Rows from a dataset
-------------------------

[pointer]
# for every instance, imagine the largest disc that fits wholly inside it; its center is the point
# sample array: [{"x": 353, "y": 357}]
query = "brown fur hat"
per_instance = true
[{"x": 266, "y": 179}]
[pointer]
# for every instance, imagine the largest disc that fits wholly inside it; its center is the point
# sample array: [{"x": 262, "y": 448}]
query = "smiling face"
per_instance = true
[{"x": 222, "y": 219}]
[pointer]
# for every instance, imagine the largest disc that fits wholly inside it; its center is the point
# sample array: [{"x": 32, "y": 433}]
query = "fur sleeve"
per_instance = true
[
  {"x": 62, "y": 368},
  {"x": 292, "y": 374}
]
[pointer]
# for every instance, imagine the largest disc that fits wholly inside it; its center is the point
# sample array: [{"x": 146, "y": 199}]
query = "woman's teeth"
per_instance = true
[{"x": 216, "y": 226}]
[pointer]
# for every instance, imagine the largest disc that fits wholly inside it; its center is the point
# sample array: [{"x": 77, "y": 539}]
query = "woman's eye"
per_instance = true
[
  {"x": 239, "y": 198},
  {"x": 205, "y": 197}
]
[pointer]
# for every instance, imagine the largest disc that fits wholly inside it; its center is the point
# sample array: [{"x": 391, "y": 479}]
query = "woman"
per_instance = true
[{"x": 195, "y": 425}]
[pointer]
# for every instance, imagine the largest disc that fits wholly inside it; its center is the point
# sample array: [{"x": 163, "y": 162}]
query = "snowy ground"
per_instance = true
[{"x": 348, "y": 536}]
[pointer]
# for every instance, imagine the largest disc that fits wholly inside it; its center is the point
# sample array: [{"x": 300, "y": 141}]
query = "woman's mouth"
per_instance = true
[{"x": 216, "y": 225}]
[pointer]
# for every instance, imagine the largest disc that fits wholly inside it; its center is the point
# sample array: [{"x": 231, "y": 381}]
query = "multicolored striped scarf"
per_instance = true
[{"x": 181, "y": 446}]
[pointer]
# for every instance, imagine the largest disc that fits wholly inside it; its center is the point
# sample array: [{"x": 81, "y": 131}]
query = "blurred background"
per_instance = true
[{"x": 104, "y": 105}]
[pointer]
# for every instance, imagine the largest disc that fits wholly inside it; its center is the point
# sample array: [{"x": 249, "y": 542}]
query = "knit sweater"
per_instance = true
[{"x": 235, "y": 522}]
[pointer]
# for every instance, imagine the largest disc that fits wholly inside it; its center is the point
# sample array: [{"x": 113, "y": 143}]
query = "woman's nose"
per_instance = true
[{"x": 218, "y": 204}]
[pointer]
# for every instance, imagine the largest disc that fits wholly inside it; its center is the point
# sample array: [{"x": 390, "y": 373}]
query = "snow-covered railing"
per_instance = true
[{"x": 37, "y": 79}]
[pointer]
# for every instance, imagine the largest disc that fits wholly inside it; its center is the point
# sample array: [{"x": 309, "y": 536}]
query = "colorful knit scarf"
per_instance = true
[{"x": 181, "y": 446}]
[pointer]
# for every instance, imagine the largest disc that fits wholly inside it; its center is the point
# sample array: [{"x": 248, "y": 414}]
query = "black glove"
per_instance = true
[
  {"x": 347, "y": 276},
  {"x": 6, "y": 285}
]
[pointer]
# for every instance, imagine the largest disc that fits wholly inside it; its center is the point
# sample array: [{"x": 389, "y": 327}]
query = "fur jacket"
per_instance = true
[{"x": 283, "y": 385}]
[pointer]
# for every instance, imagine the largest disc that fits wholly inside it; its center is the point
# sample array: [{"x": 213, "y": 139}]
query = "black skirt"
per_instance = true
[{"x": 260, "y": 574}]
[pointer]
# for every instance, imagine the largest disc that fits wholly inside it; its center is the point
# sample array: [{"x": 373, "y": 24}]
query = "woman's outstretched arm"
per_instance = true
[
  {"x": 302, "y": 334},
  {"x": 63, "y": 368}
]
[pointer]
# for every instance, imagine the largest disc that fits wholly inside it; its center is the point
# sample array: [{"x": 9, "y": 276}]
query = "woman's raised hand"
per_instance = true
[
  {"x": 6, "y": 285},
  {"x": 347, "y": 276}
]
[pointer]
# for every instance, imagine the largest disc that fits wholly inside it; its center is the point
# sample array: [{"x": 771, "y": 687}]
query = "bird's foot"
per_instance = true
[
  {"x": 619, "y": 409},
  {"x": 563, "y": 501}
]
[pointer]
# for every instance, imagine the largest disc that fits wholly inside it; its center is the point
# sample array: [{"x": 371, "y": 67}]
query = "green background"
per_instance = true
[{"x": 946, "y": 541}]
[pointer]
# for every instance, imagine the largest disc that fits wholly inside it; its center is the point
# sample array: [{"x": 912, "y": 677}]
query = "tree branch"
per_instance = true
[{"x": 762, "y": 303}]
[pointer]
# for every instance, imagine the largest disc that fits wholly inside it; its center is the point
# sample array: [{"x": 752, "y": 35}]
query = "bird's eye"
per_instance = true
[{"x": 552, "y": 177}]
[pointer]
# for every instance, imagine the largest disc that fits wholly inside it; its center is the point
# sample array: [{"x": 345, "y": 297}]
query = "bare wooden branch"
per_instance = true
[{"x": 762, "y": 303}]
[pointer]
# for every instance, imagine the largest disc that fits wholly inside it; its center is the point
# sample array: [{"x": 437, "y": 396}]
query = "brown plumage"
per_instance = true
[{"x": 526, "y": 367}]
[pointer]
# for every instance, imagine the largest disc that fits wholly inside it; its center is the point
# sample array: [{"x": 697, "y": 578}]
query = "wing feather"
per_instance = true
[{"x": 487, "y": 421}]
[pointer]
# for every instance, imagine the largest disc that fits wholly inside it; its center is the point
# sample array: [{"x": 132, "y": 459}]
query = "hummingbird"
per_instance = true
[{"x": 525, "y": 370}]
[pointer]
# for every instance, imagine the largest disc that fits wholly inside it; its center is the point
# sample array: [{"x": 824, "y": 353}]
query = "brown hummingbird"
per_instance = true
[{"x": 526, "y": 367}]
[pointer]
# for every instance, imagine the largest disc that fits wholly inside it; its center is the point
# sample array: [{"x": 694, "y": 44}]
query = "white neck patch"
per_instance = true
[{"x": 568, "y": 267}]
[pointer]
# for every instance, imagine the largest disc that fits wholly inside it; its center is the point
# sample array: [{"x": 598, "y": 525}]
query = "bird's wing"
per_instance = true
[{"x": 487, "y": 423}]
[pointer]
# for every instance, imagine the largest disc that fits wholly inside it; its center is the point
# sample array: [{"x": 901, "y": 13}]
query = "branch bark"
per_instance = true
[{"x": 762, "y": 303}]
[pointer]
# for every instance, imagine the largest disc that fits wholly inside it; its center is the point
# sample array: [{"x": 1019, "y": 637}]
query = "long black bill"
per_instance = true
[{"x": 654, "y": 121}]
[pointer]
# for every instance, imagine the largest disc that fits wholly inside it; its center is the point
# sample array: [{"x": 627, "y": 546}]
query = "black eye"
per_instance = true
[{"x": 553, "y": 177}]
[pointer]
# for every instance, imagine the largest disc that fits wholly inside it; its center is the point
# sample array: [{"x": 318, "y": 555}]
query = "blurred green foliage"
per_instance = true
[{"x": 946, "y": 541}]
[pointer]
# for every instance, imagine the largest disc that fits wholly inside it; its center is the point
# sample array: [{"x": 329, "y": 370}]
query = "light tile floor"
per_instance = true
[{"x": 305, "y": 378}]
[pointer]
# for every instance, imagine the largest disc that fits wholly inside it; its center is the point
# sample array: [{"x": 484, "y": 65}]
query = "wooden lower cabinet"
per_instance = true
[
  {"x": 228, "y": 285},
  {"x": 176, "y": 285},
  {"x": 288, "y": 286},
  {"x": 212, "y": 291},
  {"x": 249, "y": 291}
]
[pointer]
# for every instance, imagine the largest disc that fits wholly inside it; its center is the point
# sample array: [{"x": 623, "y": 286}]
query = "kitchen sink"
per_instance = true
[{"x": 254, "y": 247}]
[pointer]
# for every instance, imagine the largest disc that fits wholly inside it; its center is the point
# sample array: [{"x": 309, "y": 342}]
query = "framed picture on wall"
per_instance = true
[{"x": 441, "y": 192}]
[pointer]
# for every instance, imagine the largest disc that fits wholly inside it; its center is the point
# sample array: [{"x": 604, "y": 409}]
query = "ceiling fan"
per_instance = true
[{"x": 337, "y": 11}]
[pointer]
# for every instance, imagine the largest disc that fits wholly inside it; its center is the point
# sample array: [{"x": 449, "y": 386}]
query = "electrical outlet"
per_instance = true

-------------------------

**WHAT YOU ARE ASKED TO DO:** List every line in the rows above that contains the word "black". Case counts, so match only that exact lowercase form.

**FINISHED ANSWER:**
query = "black glove"
query = "black skirt"
query = "long black bill"
query = "black eye"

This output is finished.